** start of Given passage **

The Stream, July 11: Desalination, A Double-Edged Sword

The Global Rundown

Under-regulation and over-consumption has left Saudi Arabia wondering if it will still have any water left in two decades time. Benin is getting a water infrastructure funding boost from the West African Development Bank. Meanwhile, a drought in Brazil is lowering yields of two traditional crops. New evidence suggests California droughts are the result of wind more than water. Desalination could be the key to solving water shortages in Delhi, but also the cause of serious health problems in Israel. And in Southeast Asia, world leaders are contemplating the urban effects of climate change.

“We are already facing the problem and we have to tackle it from an adaptation point of view. We have to be more resilient.” — Benedito Braga, president of the World Water Council, speaking during the World Cities Summit in Singapore on water shortages around the world. (Bloomberg)

** end of Given passage **

Exercises to complete ▸
**A)** Answer these questions from the water news roundup, one per line:
(i) Which bank is funding Benin's water infrastructure?
(ii) At what event and in which city was Benedito Braga speaking?
(iii) According to new evidence, what are California droughts more the result of than water?
**B)** Write out the water news roundup between "The Stream, July" and "of climate change.", inclusive.
The data is not needed for any task.

** start of Record set **

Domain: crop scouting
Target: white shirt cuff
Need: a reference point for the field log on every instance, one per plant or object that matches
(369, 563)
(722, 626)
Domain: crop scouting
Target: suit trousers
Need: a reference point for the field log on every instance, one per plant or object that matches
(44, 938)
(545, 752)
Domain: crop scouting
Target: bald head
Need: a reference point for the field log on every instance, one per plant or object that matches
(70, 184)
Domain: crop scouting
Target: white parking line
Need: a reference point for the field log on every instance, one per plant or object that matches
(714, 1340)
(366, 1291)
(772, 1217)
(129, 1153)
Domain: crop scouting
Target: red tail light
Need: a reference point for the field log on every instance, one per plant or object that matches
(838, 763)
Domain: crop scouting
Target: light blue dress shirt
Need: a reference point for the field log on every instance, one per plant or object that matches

** end of Record set **

Completed exercise ▸
**A)**
(i) The West African Development Bank
(ii) The World Cities Summit in Singapore
(iii) Wind

**B)**
The Stream, July 11: Desalination, A Double-Edged Sword

The Global Rundown

Under-regulation and over-consumption has left Saudi Arabia wondering if it will still have any water left in two decades time. Benin is getting a water infrastructure funding boost from the West African Development Bank. Meanwhile, a drought in Brazil is lowering yields of two traditional crops. New evidence suggests California droughts are the result of wind more than water. Desalination could be the key to solving water shortages in Delhi, but also the cause of serious health problems in Israel. And in Southeast Asia, world leaders are contemplating the urban effects of climate change.